### Trecho selecionado
----------------------------------------
A inconstitucionalidade da recomendação é grave, nesses tempos em que esse tipo de vício jurídico, partido de determinações do presidente, repete-se com frequência. A leitura da nota prova o desvio de poder que ela denuncia. Naquilo que mais caracteriza as iniciativas do que ainda se pode chamar de poder executivo no Brasil, o presidente tentou remendar a tal recomendação, fazendo crer que ela não tratava tanto de comemorar mas sim rememorar, como se uma desculpa simplória dessas pudesse livrá-lo da irresponsabilidade de um ato que “representa a defesa do desrespeito ao Estado Democrático de Direito”, como refere a Procuradoria.

Contra possíveis interpretações tendenciosas, de a nota sustentar-se em posições meramente ideológicas ou sem fundamento legal, as procuradoras e os procuradores dela signatários tratam de fundamentá-la na própria Constituição Federal e em leis que enquadram a conduta do presidente até em crime de responsabilidade:

“O golpe de Estado de 1964, sem nenhuma possibilidade de dúvida ou de revisionismo histórico, foi um rompimento violento e antidemocrático da ordem constitucional. Se repetida nos tempos atuais, a conduta das forças militares e civis que promoveram o golpe seria caracterizada como o crime inafiançável e imprescritível de atentado contra a ordem constitucional e o Estado Democrático previsto no artigo 5°, inciso XLIV, da Constituição de 1988. O apoio de um presidente da República ou altas autoridades seria, também, crime de responsabilidade (artigo 85 da Constituição, e Lei n° 1.079, de 1950). As alegadas motivações do golpe – de acirrada disputa narrativa – são absolutamente irrelevantes para justificar o movimento de derrubada inconstitucional de um governo democrático, em qualquer hipótese e contexto. Não bastasse a derrubada inconstitucional, violenta e antidemocrática de um governo, o golpe de Estado de 1964 deu origem a um regime de restrição a direitos fundamentais e de repressão violenta e sistemática à dissidência política, a movimentos sociais e a diversos segmentos, tais como povos indígenas e camponeses.” {...} “Festejar a ditadura é, portanto, festejar um regime inconstitucional e responsável por graves crimes de violação aos direitos humanos. Essa iniciativa soa como apologia à prática de atrocidades massivas e, portanto, merece repúdio social e político, sem prejuízo das repercussões jurídicas. Aliás, utilizar a estrutura pública para defender e celebrar crimes constitucionais e internacionais atenta contra os mais básicos princípios da administração pública, o que pode caracterizar ato de improbidade administrativa, nos termos do artigo 11 da Lei n° 8.429, de 1992.” {...} “De fato, os órgãos de repressão da ditadura assassinaram ou desapareceram com 434 suspeitos de dissidência política e com mais de 8 mil indígenas. Estima-se que entre 30 e 50 mil pessoas foram presas ilicitamente e torturadas. Esses crimes bárbaros (execução sumária, desaparecimento forçado de pessoas, extermínio de povos indígenas, torturas e violações sexuais) foram perpetrados de modo sistemático e como meio de perseguição social. Não foram excessos ou abusos cometidos por alguns insubordinados, mas sim uma política de governo, decidida nos mais altos escalões militares, inclusive com a participação dos presidentes da República.”
----------------------------------------
### Detalhes da tarefa
Por favor, dê continuidade ao texto sobre a nota da Procuradoria contra a comemoração do golpe de 1964, começando logo depois da última frase apresentada.

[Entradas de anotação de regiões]
----------------------------------------
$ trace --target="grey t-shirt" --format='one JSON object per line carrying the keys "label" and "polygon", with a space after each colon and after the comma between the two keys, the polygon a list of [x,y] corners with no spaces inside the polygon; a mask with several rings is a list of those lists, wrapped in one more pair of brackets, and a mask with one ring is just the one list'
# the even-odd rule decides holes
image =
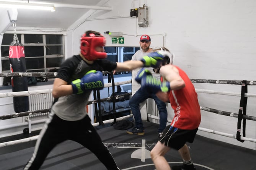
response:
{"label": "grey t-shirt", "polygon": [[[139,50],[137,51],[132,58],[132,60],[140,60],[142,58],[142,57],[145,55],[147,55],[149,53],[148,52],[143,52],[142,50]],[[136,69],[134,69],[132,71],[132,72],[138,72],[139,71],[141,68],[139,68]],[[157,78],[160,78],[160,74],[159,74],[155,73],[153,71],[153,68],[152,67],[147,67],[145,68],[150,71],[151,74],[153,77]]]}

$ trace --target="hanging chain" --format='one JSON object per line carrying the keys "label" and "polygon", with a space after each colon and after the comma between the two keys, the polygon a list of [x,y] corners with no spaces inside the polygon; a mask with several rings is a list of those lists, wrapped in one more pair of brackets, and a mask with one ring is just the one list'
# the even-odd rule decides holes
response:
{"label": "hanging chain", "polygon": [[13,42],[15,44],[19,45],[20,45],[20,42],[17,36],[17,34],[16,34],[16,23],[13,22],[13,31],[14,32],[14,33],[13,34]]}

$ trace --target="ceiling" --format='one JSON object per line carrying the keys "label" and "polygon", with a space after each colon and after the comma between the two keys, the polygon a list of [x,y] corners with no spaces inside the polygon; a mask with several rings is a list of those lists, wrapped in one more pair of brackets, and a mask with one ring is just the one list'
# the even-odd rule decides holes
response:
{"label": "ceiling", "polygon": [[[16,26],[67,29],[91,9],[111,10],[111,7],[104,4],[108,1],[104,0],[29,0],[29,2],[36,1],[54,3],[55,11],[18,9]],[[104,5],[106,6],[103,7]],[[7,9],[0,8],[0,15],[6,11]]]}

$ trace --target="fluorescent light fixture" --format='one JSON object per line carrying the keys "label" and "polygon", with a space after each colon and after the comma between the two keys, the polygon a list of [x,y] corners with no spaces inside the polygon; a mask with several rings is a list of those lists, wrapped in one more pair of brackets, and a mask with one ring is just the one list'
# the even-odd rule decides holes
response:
----------------------------------------
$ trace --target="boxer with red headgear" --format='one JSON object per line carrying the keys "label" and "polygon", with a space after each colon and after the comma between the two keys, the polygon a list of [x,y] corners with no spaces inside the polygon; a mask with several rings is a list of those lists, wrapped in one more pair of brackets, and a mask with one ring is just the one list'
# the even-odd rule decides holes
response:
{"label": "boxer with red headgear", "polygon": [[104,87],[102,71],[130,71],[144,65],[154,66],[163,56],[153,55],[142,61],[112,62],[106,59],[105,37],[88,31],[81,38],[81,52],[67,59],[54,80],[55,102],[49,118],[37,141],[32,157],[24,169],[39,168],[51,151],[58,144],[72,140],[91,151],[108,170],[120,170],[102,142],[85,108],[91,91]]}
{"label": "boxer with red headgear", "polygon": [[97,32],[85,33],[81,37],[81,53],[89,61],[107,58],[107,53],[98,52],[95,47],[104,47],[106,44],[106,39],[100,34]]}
----------------------------------------
### Resposta esperada
Não é possível celebrar um período histórico onde a barbárie oficial foi praticada com tal repressão e com tanta morte. Um Congresso como o nosso, que garantiu o impeachment de uma presidente com fundamento principal em “pedaladas fiscais” (!?), certamente não tomará qualquer iniciativa de iniciar um processo desse tipo contra o atual presidente, por força da decisão que ele tomou. Contudo, se as bases legais da nota publicada pela Procuradoria da República de defesa do cidadão for interpretada sem a trave da “segurança” dos “riscos”, até hoje celebrados (!) pelo escalão militar golpista de 1964, para explicar o inexplicável, essa possibilidade existe com previsão expressa.

Qualquer leitor/a da referida nota, pode formar juízo sobre a gravidade do crime praticado pelo presidente bem como passível de um processo como o de impeachment, com muito maior razão:

- No seu artigo 85, inciso V, da Constituição Federal, lê-se o seguinte: Art. 85. São crimes de responsabilidade os atos do Presidente da República que atentem contra a Constituição Federal e, especialmente, contra: V - a probidade na administração;

- Da lei Lei 1079 de 1950, alguns dos incisos do seu artigo 7º poderiam ser lembrados para considerar-se a prática criminosa do presidente:

“Art. 7º São crimes de responsabilidade contra o livre exercício dos direitos políticos, individuais e sociais: 5 - servir-se das autoridades sob sua subordinação imediata para praticar abuso do poder, ou tolerar que essas autoridades o pratiquem sem repressão sua; 7 - incitar militares à desobediência à lei ou infração à disciplina; 8 - provocar animosidade entre as classes armadas ou contra elas, ou delas contra as instituições civis.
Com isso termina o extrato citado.